Rewrite the part of the material that opens with the line containing "Where can the forest" and closes with the line containing "point(676, 382)", requests included, raising every coordinate in the answers by 55. Keep the numbers in the requests and in their sample formats as they are.

-- start of Records --

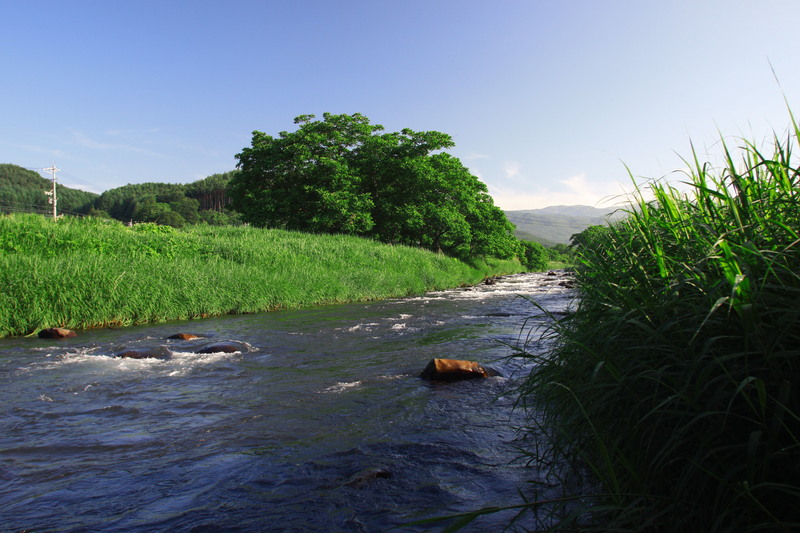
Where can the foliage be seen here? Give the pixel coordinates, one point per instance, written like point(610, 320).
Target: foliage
point(170, 204)
point(92, 272)
point(340, 175)
point(23, 190)
point(675, 381)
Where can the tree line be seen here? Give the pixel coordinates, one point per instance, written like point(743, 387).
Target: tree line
point(171, 204)
point(341, 174)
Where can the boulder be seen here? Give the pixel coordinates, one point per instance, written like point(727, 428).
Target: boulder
point(365, 477)
point(184, 336)
point(56, 333)
point(153, 352)
point(222, 347)
point(453, 370)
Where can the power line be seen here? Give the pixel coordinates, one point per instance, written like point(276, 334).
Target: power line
point(53, 199)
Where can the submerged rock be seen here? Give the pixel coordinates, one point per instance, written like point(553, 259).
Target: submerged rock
point(222, 347)
point(56, 333)
point(153, 352)
point(185, 336)
point(366, 476)
point(453, 370)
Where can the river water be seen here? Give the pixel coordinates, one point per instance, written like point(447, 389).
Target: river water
point(320, 422)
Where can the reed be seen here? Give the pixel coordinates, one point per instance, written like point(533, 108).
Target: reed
point(671, 395)
point(84, 273)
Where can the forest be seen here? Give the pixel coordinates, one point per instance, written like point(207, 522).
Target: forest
point(170, 204)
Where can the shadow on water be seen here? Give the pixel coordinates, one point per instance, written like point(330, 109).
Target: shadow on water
point(319, 424)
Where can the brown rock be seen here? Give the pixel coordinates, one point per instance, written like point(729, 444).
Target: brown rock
point(56, 333)
point(453, 370)
point(222, 347)
point(364, 477)
point(184, 336)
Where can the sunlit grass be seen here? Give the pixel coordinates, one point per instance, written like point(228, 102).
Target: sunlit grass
point(672, 396)
point(82, 273)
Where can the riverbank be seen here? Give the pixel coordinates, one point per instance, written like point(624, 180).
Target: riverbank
point(89, 272)
point(675, 383)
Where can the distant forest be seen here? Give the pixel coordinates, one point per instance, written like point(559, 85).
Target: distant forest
point(172, 204)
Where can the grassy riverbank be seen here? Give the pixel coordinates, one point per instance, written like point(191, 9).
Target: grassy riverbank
point(676, 384)
point(83, 273)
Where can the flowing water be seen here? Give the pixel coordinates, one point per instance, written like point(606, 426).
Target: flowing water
point(319, 423)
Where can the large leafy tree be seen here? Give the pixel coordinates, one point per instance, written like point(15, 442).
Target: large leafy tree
point(344, 175)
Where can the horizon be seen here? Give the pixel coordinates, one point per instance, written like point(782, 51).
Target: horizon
point(548, 104)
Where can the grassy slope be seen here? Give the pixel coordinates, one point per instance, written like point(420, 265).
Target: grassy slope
point(675, 383)
point(82, 273)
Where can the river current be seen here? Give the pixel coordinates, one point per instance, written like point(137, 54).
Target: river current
point(320, 422)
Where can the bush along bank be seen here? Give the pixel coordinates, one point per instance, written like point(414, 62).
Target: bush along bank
point(83, 273)
point(676, 382)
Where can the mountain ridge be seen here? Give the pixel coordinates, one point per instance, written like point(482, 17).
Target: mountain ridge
point(556, 224)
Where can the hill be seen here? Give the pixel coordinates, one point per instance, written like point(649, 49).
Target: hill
point(172, 204)
point(556, 224)
point(23, 191)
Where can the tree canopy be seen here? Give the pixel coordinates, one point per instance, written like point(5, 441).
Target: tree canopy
point(342, 174)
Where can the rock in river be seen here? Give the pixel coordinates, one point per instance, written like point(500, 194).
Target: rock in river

-- end of Records --

Solved exercise —
Where can the forest be seen here? Give the pixel coordinates, one point per instance, written like point(207, 522).
Target: forest
point(225, 259)
Where can the shadow on water be seen here? Give the pixel coordinates, one point per instance, written like point(330, 109).
Target: shadow on water
point(374, 479)
Where can the brown rock be seen here? Give the pixel coordinates, one point per instance, written like point(729, 444).
Target: brown rock
point(111, 388)
point(508, 425)
point(277, 402)
point(419, 532)
point(239, 391)
Where can the sunlit grass be seen here? Give the pixel coordinates, one point per instance, written like point(228, 102).
Target: sunlit grass
point(727, 451)
point(137, 328)
Where can the riverbank be seen here? Give the pixel coordinates, one point per instance, written like point(624, 180).
Target: riverbank
point(144, 327)
point(730, 438)
Where can the distant forest be seen here? Give the pixel coordinates, one point per instance, written like point(559, 85).
Target: distant forest
point(227, 259)
Where can the grassy riverbank be seen here? Give the pixel coordinates, one point per instance, written like point(191, 9).
Target: grassy riverbank
point(731, 439)
point(138, 328)
Where can the flowing water be seen here? Give the pixel coordinates, one point per instance, written like point(606, 426).
Target: flowing water
point(374, 478)
Where can the large leafy tree be seen here? Give the pixel coordinates, one point per instance, written like point(15, 442).
Target: large leafy tree
point(399, 230)
Where can the horizon be seen here? Give the pixel coordinates, one point per instance, written like point(782, 51).
Target: horizon
point(603, 159)
Where can the grassy slope be seen here? Give the pixel coordinates, one point per instance, written like point(420, 265).
Target: grassy slope
point(730, 438)
point(137, 328)
Where can the river current be seen here? Give the pixel coordinates, one point per instance, written like point(137, 54).
Target: river current
point(375, 477)
Where can the bush along bank be seen here? Give the pixel coordinates, one point per instance, written like point(414, 62).
Target: bush along bank
point(138, 328)
point(731, 437)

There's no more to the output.